▸ Reading passage:
● ● ●
Armed with a Pen & Journal, Alexis Lagan Stays On Target in Pursuit to Paris

Boulder City Olympian Values the Consistency and Performance of Fisher Pen for meticulous journaling efforts as athlete, coach, wife, and proud Nevadan

Blend together a scientific mind, a tactician’s commitment, and a dreamer’s vision. Add in a little insecurity, competitiveness, and unwillingness to back away from challenge. Mix all that together with a whole lot of pride for sport, faith, family, and community and you start to put the puzzle pieces together of who Alexis Lagan truly is.

A member of the USA Shooting Team, Lagan is set to compete in the Paris 2024 Olympic Games in air pistol on July 27. This will be her second Olympic Games after competing in three events for the 2020 Olympic Games, finishing 16th (Mixed Team Air Pistol), 18th (Sport Pistol) and 38th (Air Pistol).

We recently announced our proud collaboration with the Olympic pistol athlete. As part of this exciting partnership, Lagan will serve as a valued PENfluencer, promoting our brand’s innovative space pens and rich legacy.

 It’s a collaboration written long before this day given the geographic connection, with us being headquartered in Boulder City, Nevada since 1976 and Lagan having grown up in this historic little community 26 miles southwest of Las Vegas.

“We’re thrilled to welcome Lexi to the Fisher Pen family,” says Matt Fisher, Vice President of Fisher Space Pen. “Her dedication and passion resonate with our brand values, and we look forward to an exciting journey together and wish her complete success in Paris as we cheer on our hometown girl as well as every member of Team USA.” 

Lagan’s precision, dedication, and reliability on the equipment she uses to hit her targets align perfectly with our commitment to excellence. Lagan’s passion for her sport, and impressive achievements, while combining her handwritten journaling process as a critical component of her training and competitive makeup, make her an ideal ambassador for our brand. 

"Having the opportunity to represent Fisher Space Pen is an honor," Lagan said. "They are a company with a proven history of innovation that values excellence and precision in their work. I, too, hope to mirror those attributes as I continue forward through the Paris 2024 Games and beyond.
● ● ●
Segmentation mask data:
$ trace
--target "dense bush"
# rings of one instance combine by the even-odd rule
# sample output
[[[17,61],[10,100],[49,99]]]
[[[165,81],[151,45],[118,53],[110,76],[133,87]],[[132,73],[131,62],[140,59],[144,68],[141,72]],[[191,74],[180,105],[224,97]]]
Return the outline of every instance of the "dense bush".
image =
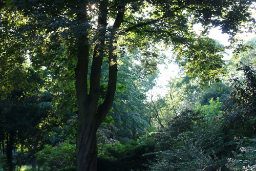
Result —
[[[6,156],[0,154],[0,171],[6,171],[8,170],[7,165],[7,159]]]
[[[76,145],[64,142],[57,146],[47,145],[36,154],[36,162],[47,170],[57,170],[75,165]]]
[[[155,155],[145,155],[155,150],[153,141],[138,142],[132,141],[125,144],[118,142],[106,147],[104,155],[98,158],[98,170],[146,170],[145,166]]]
[[[152,170],[225,170],[233,144],[224,132],[222,103],[213,99],[209,105],[196,104],[169,122],[156,135],[159,152]]]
● ● ●
▸ Work request 1:
Please list each event Lagan competed in at the 2020 Olympic Games, as given in the article on Alexis Lagan, along with her finishing place in that event.
▸ Work request 2:
From the Alexis Lagan article, extract everything from "We recently announced" down to "of Las Vegas.".

▸ Answer space 1:
Mixed Team Air Pistol: 16th
Sport Pistol: 18th
Air Pistol: 38th

▸ Answer space 2:
We recently announced our proud collaboration with the Olympic pistol athlete. As part of this exciting partnership, Lagan will serve as a valued PENfluencer, promoting our brand’s innovative space pens and rich legacy.

 It’s a collaboration written long before this day given the geographic connection, with us being headquartered in Boulder City, Nevada since 1976 and Lagan having grown up in this historic little community 26 miles southwest of Las Vegas.